• PASSAGE PROVIDED:
See also People v. Basler, 304 Ill.App.3d 230, 233, 710 N.E.2d 431, 433-34 (1999), aff'd as modified on other grounds, 193 Ill.2d 545, 740 N.E.2d 1 (2000) (finding the trial court abused its discretion when denying the defendant's request for a continuance to seek private counsel without inquiring about her circumstances or finding that she presented the motion for the purposes of delay, even though it appeared the defendant did not have substitute counsel ready).

¶ 21 We find the circumstances of this case similar to Adams. The defendant alerted the trial court that he wanted "to hire a different lawyer," but the court denied him that opportunity without any inquiry. It did not question the defendant's reasoning or ask about any efforts he had made toward obtaining private counsel. The court asserted its belief that defendant was trying to delay the proceedings; however, like in Adams, facts supporting an opposite conclusion existed on the record. Specifically, defendant's third petition to revoke had been pending for less than two months (49 days), he had not previously requested a continuance, and he had continuously been held in custody.

¶ 22 The State responds to defendant's arguments on appeal by citing People v. Wilson, 2021 IL App (4th) 190445-U, ¶ 27, wherein we held the trial court was not required to conduct a Krankel (see People v. Krankel, 102 Ill.2d 181, 464 N.E.2d 1045 (1984)) inquiry into the defendant's ineffective-assistance-of-counsel claims when he had already been appointed new counsel who could investigate his claims. We find Wilson addresses a completely different issue than the one presented by this appeal and it is irrelevant to our resolution of defendant's claim of error.

¶ 23 The State also points out that throughout the underlying proceedings, defendant was represented by appointed counsel and filed affidavits indicating he was financially unable to obtain private counsel. However, as stated in Adams, even though factors exist that might support the denial of a defendant's request to hire new counsel, a "trial court's utter failure to make any kind of inquiry into [the defendant's] request outweighs those considerations." Adams, 2016 IL App (1st) 141135, ¶ 16.

¶ 24 Further, we find the case at bar is factually distinguishable from previous decisions of this court, wherein we held the trial court did not abuse its discretion by denying a defendant's request to hire new counsel of the defendant's own choosing. First, in People v. Curry, 2013 IL App (4th) 120724, ¶ 11, 990 N.E.2d 1269, the defendant's attorney, Michael Harmon, filed a motion to continue, asserting the defendant represented that he had hired a new attorney, Richard Frazier, and requesting "a continuance to ascertain 'the exact nature of the attorney-client relationship.'" When the parties appeared in court, the trial court noted its receipt of the motion and asked Harmon "whether he wished to add anything to his written motion." Id. ¶ 12. Harmon then explained that the defendant paid Frazier a retainer but Frazier would only be willing to represent the defendant if the case was continued. Id. Harmon also asserted he was ready to try the defendant's case if the motion was denied. Id. ¶ 13. The State objected to the motion on the basis that it was untimely, and the trial court denied the motion. Id. ¶¶ 14-15.

• DATASET EXTRACT:
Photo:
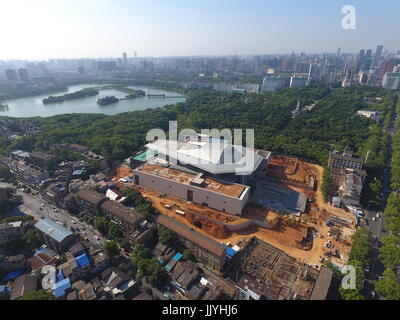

• REQUIREMENT: Retype the part of the court opinion starting with "See also People" and going on through "substitute counsel ready).", with every word and mark unchanged.

• RESPONSE AREA:
See also People v. Basler, 304 Ill.App.3d 230, 233, 710 N.E.2d 431, 433-34 (1999), aff'd as modified on other grounds, 193 Ill.2d 545, 740 N.E.2d 1 (2000) (finding the trial court abused its discretion when denying the defendant's request for a continuance to seek private counsel without inquiring about her circumstances or finding that she presented the motion for the purposes of delay, even though it appeared the defendant did not have substitute counsel ready).